EXERCISE GOAL
Swap every "green leaf" in the material below for "green frond" and reproduce the rest unchanged. Omit the pictures from your answer.
--- EXCERPTED RECORDS ---
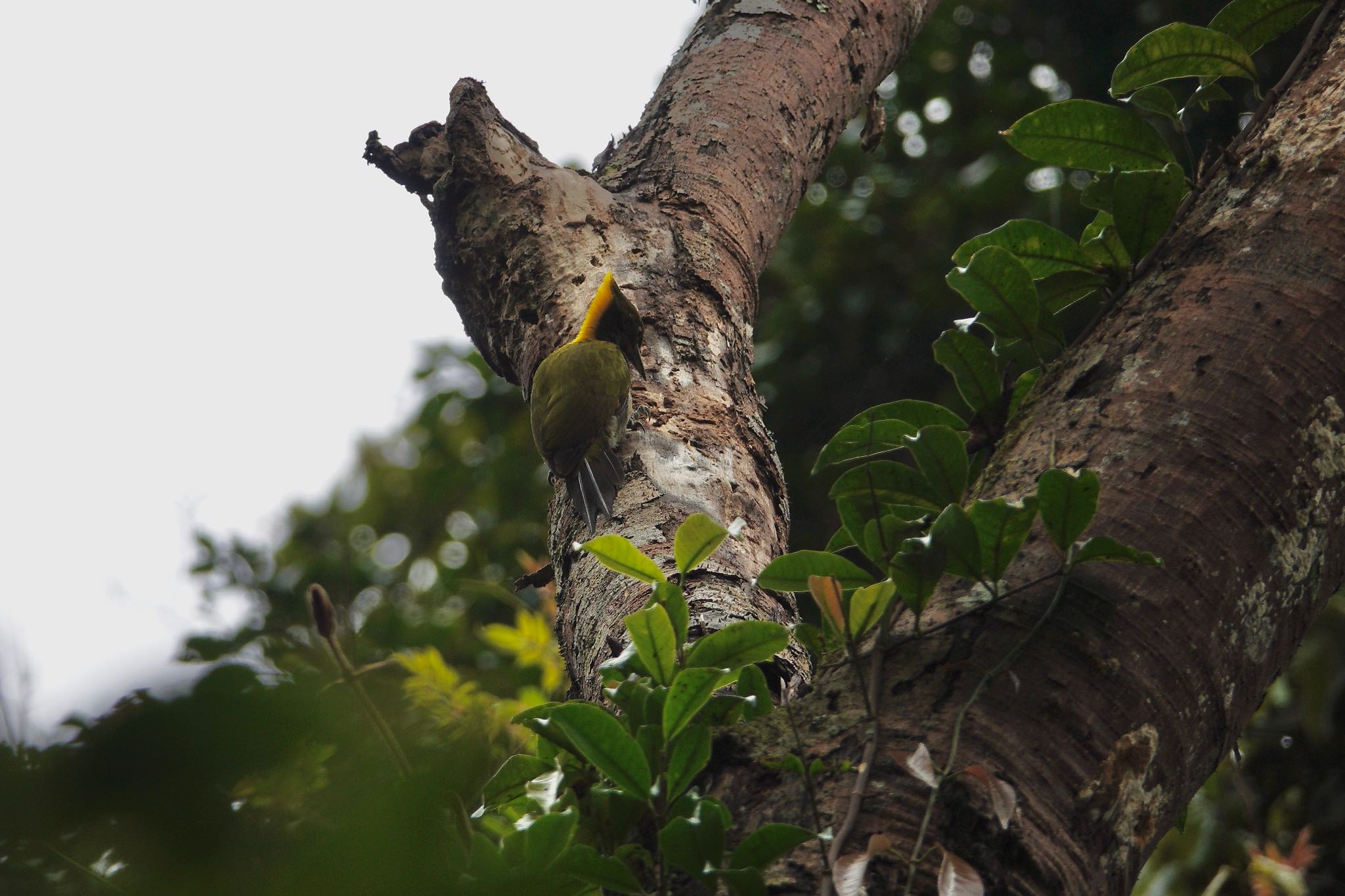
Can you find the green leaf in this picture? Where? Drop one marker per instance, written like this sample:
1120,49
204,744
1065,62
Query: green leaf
1102,244
586,864
743,882
883,538
724,710
942,456
1020,391
810,637
881,429
689,756
1103,548
619,555
958,536
690,691
790,572
1207,95
868,606
1001,528
887,482
655,641
739,644
1061,291
1180,50
546,839
697,538
753,687
1160,101
1098,191
674,603
539,719
1067,503
604,742
973,367
839,539
1042,249
768,843
625,664
1252,23
1082,133
690,844
908,410
1143,205
862,440
1000,288
916,571
513,777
---
EXERCISE RESULT
Can you find the green frond in this picture? Where? Drop one marker per instance, written like this sample:
1120,49
204,744
1065,62
Query: green frond
1102,244
586,864
743,882
883,538
724,710
942,456
1020,391
810,637
881,429
689,756
1103,548
619,555
958,536
690,691
790,572
1207,95
868,606
1001,528
887,482
655,641
739,644
1061,291
1180,50
546,839
697,538
753,687
1160,101
1098,191
674,603
539,719
1067,503
604,742
973,367
839,539
1042,249
768,843
625,664
1252,23
1082,133
690,844
908,410
1143,205
862,440
1000,288
916,571
513,777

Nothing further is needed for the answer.